Reproduce every line from the one containing "white floor tile. Write your answer below." down to the one containing "[160,454,319,805]", both included, adding 3 to each bounding box coordinate in the answers.
— Begin EXTRACTED RECORDS —
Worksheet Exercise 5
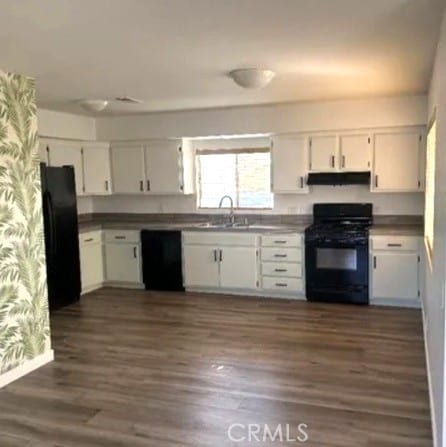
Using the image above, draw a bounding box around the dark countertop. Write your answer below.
[79,219,423,236]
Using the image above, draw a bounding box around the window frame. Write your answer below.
[195,146,274,211]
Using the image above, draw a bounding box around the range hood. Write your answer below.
[307,172,370,186]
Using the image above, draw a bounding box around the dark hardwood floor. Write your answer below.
[0,289,432,447]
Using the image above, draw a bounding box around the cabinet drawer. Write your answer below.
[262,262,302,278]
[183,231,258,247]
[262,276,304,292]
[79,230,102,245]
[261,247,302,262]
[105,230,141,244]
[372,236,420,251]
[262,234,302,247]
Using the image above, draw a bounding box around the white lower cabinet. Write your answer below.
[104,230,142,285]
[261,234,305,298]
[183,232,259,289]
[219,247,258,289]
[79,231,104,293]
[371,236,420,303]
[183,245,220,287]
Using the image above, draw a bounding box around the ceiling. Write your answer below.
[0,0,444,114]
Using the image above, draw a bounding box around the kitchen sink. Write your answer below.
[197,222,280,230]
[198,222,249,229]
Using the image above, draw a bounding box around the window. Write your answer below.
[424,120,437,261]
[197,148,273,208]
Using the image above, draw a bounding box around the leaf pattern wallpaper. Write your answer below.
[0,72,50,374]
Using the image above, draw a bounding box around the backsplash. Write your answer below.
[91,186,424,216]
[79,213,423,225]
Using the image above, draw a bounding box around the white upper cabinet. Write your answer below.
[111,145,146,194]
[82,143,111,195]
[372,131,423,192]
[48,141,84,196]
[310,135,338,172]
[145,140,184,194]
[339,134,372,171]
[111,140,194,195]
[271,135,308,194]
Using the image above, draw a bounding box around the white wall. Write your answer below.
[423,5,446,447]
[96,96,427,141]
[77,197,93,214]
[93,186,424,215]
[93,96,427,215]
[37,109,96,140]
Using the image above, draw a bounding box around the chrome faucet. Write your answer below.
[218,195,235,225]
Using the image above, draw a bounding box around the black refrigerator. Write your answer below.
[40,163,81,310]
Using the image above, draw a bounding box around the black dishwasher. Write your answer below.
[141,230,184,291]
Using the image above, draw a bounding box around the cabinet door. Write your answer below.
[339,135,371,171]
[310,135,338,172]
[82,144,111,195]
[372,251,419,299]
[80,243,104,291]
[105,243,141,283]
[372,132,421,192]
[271,136,308,193]
[219,247,258,289]
[145,141,184,194]
[49,141,84,196]
[183,245,219,287]
[111,146,145,194]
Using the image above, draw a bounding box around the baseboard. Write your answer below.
[421,306,439,447]
[0,349,54,388]
[186,287,306,301]
[370,298,421,309]
[81,282,104,296]
[103,281,145,290]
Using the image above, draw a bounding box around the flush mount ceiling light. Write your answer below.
[229,68,276,88]
[79,99,108,112]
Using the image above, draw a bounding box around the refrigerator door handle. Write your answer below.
[45,192,57,256]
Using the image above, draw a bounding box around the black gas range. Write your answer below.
[305,203,373,304]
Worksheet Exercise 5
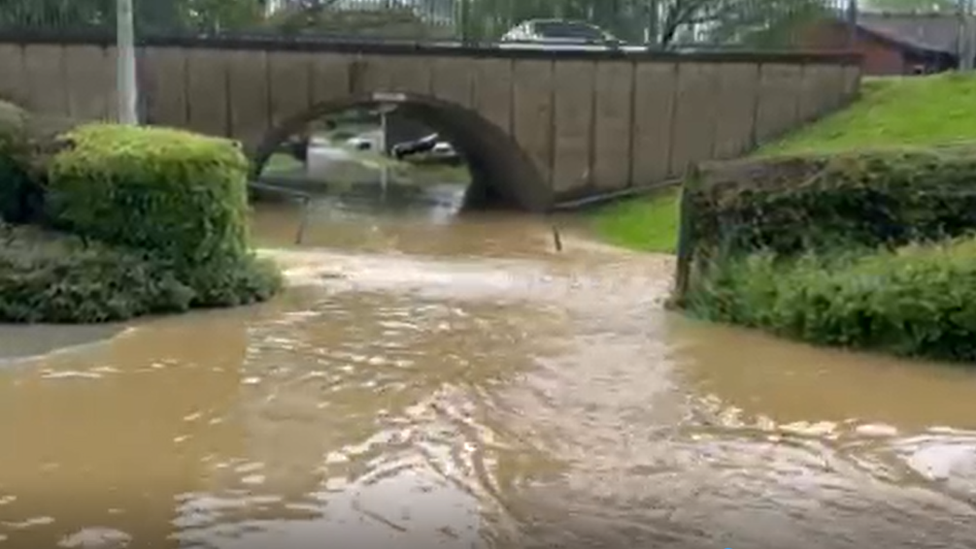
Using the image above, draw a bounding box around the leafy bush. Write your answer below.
[691,148,976,262]
[685,237,976,361]
[47,124,248,268]
[46,124,281,307]
[675,147,976,360]
[0,227,194,323]
[0,101,38,223]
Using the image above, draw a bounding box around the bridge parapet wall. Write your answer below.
[0,37,860,210]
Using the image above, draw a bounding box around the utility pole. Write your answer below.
[115,0,139,126]
[644,0,661,48]
[847,0,860,51]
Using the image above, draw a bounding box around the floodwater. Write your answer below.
[0,165,976,549]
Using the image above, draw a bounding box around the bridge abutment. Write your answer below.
[0,37,860,210]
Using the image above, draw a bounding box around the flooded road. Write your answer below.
[0,186,976,549]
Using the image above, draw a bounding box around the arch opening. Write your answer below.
[251,92,552,213]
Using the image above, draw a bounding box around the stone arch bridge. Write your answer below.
[0,35,860,211]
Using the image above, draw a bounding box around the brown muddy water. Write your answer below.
[0,191,976,549]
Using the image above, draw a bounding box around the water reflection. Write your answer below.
[0,186,976,549]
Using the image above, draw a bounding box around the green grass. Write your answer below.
[757,73,976,156]
[593,73,976,253]
[593,185,680,253]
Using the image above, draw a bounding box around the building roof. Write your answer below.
[858,12,960,54]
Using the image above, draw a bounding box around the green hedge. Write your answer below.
[47,124,248,266]
[45,124,281,307]
[0,101,38,223]
[690,148,976,262]
[674,148,976,361]
[686,238,976,361]
[0,226,194,323]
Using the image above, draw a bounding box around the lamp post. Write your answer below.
[115,0,139,126]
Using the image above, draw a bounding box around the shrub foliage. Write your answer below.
[691,148,976,262]
[47,124,248,267]
[0,101,40,223]
[0,226,194,323]
[0,122,281,323]
[682,149,976,361]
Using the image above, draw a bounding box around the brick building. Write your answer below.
[798,13,960,76]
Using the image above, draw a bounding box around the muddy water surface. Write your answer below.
[0,195,976,549]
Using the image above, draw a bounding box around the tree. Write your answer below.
[0,0,265,32]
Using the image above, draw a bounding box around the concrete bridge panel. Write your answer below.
[512,60,554,184]
[819,65,844,116]
[24,44,68,117]
[797,64,826,122]
[552,61,596,196]
[64,46,115,120]
[714,63,759,159]
[670,63,720,175]
[431,57,477,109]
[142,47,188,128]
[472,59,515,135]
[0,44,28,105]
[631,63,678,186]
[102,46,121,121]
[311,53,352,103]
[592,61,634,191]
[227,51,271,150]
[186,49,228,135]
[266,52,312,126]
[756,64,803,143]
[355,55,431,95]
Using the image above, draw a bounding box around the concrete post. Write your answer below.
[115,0,139,125]
[959,0,976,71]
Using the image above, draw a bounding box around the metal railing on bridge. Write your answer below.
[0,0,856,49]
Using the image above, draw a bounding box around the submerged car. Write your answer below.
[501,19,624,49]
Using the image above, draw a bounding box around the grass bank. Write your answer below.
[592,73,976,253]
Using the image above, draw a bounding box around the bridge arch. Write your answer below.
[252,92,552,212]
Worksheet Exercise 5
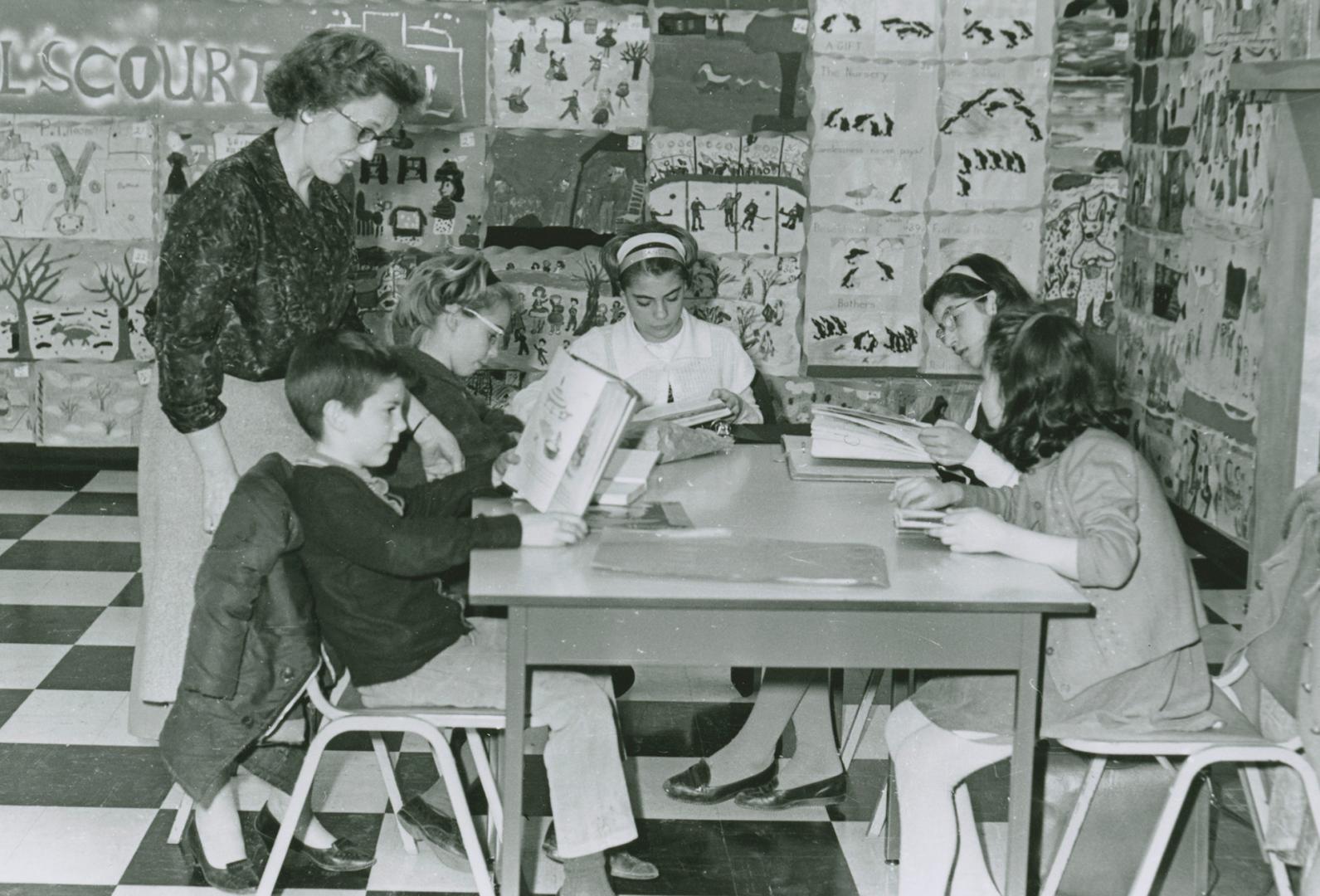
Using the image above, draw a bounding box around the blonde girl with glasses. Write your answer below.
[920,253,1035,487]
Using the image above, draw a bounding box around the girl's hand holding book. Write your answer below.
[519,514,586,548]
[889,476,962,511]
[916,420,977,467]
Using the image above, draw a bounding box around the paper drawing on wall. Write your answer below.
[1040,173,1125,330]
[36,362,150,446]
[688,255,802,376]
[353,129,485,251]
[647,134,806,255]
[485,130,645,246]
[0,363,37,443]
[650,11,809,134]
[491,2,652,130]
[802,211,924,367]
[944,0,1054,60]
[0,114,154,240]
[809,56,938,211]
[811,0,940,60]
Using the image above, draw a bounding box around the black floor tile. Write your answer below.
[0,688,32,723]
[0,470,96,492]
[40,644,134,690]
[110,572,143,607]
[0,743,174,809]
[0,514,46,538]
[0,541,143,572]
[0,601,102,644]
[56,492,137,516]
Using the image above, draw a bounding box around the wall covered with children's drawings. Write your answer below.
[0,0,1135,445]
[1117,0,1286,543]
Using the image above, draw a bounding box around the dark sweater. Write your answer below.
[289,465,523,685]
[388,346,523,485]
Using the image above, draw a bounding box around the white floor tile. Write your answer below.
[22,514,139,541]
[0,690,148,747]
[0,644,69,688]
[0,489,74,514]
[0,569,134,607]
[79,470,137,492]
[0,806,156,884]
[78,607,143,646]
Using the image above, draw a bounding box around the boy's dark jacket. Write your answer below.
[160,454,319,805]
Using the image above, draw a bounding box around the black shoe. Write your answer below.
[178,818,261,894]
[664,759,775,802]
[541,822,660,880]
[728,666,757,697]
[398,796,470,871]
[734,772,847,809]
[252,806,376,874]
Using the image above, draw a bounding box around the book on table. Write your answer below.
[504,351,641,514]
[811,404,931,463]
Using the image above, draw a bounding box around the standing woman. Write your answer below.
[129,29,425,739]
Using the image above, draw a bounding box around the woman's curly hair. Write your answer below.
[986,309,1126,470]
[265,27,426,119]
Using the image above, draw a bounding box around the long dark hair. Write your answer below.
[986,309,1126,470]
[922,252,1035,314]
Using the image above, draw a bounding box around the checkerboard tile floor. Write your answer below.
[0,470,1269,896]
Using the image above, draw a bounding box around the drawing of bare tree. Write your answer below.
[0,240,74,355]
[83,250,147,360]
[550,7,578,43]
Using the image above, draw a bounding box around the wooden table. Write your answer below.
[469,445,1090,896]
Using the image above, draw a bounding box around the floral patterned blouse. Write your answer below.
[147,129,363,433]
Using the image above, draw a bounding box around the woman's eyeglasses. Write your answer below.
[330,105,384,147]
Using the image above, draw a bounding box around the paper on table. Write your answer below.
[592,529,889,587]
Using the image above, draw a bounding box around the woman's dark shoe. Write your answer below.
[252,806,376,874]
[178,818,261,894]
[664,759,775,802]
[398,796,469,871]
[734,772,847,809]
[541,822,660,880]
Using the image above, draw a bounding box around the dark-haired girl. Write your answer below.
[509,223,762,424]
[884,310,1215,896]
[920,252,1035,485]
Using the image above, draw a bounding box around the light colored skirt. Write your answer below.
[128,376,311,740]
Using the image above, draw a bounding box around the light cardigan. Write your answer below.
[509,311,762,424]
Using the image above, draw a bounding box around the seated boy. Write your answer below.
[285,333,636,896]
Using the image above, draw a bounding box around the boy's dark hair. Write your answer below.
[265,27,426,119]
[986,309,1125,470]
[284,330,412,440]
[922,252,1036,314]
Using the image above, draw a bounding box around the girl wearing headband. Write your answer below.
[920,253,1035,485]
[884,309,1215,896]
[509,223,762,424]
[389,248,523,485]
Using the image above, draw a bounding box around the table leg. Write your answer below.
[1003,614,1043,896]
[499,607,531,896]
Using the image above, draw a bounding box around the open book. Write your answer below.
[811,404,932,463]
[504,351,641,514]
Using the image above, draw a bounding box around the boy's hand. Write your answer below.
[519,514,586,548]
[916,420,977,467]
[927,507,1016,554]
[710,389,743,417]
[889,476,962,511]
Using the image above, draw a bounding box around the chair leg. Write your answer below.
[427,728,495,896]
[256,719,335,896]
[371,731,417,855]
[1040,756,1108,896]
[165,793,192,846]
[838,669,884,772]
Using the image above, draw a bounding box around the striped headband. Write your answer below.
[615,234,688,273]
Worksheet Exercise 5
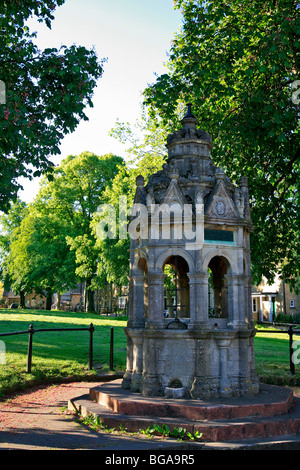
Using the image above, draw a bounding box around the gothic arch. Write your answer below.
[202,248,238,274]
[156,248,195,273]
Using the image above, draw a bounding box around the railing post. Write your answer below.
[288,325,295,375]
[88,323,95,370]
[26,325,34,374]
[109,326,114,370]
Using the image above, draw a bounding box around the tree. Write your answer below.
[0,199,28,306]
[0,0,103,211]
[96,108,173,287]
[40,152,124,311]
[145,0,300,287]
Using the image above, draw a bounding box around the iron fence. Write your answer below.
[256,325,300,375]
[0,323,95,374]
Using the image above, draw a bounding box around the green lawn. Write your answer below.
[254,325,300,386]
[0,309,127,396]
[0,309,300,397]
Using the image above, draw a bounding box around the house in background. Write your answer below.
[251,275,300,322]
[2,289,46,309]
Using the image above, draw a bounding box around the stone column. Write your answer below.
[226,274,240,327]
[122,328,133,390]
[141,330,163,396]
[188,273,209,329]
[130,275,145,328]
[148,273,165,328]
[130,332,143,392]
[215,331,232,397]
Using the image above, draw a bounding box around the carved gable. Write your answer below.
[205,180,239,219]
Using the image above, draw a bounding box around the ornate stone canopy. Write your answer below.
[123,106,258,398]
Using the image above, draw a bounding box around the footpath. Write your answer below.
[0,379,300,452]
[0,382,197,452]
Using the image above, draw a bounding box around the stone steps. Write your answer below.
[69,381,300,443]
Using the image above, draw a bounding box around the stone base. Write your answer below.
[69,380,300,442]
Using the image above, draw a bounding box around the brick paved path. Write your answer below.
[0,382,184,451]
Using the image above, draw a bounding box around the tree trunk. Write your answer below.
[56,292,61,310]
[20,290,26,308]
[46,289,52,310]
[84,278,95,312]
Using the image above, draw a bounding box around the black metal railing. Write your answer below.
[256,325,300,375]
[0,323,95,374]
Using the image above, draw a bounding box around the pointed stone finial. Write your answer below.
[135,175,145,188]
[184,103,195,118]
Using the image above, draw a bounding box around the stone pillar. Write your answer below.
[122,328,133,390]
[189,273,209,329]
[141,330,163,396]
[148,273,165,328]
[130,332,143,392]
[127,276,134,328]
[215,331,232,397]
[131,275,145,328]
[226,274,240,327]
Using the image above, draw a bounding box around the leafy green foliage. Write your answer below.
[145,0,300,287]
[0,152,124,311]
[0,0,103,211]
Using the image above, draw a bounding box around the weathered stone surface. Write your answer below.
[123,105,258,399]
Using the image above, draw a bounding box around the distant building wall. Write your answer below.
[251,275,300,321]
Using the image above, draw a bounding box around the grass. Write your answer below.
[0,309,127,397]
[0,309,300,397]
[254,325,300,386]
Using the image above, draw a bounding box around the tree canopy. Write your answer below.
[0,0,103,211]
[145,0,300,286]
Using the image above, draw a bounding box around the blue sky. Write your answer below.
[19,0,181,202]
— End EXTRACTED RECORDS —
SOLUTION TO THE PROBLEM –
Using the image above, draw a bounding box around the white floor tile. Write your answer below.
[25,517,142,544]
[3,693,151,750]
[3,647,72,691]
[3,492,77,517]
[3,572,137,610]
[82,473,140,495]
[3,809,159,887]
[81,610,146,649]
Using the image above, draw a bounding box around the boy's dark jacket. Write your answer below.
[163,457,322,808]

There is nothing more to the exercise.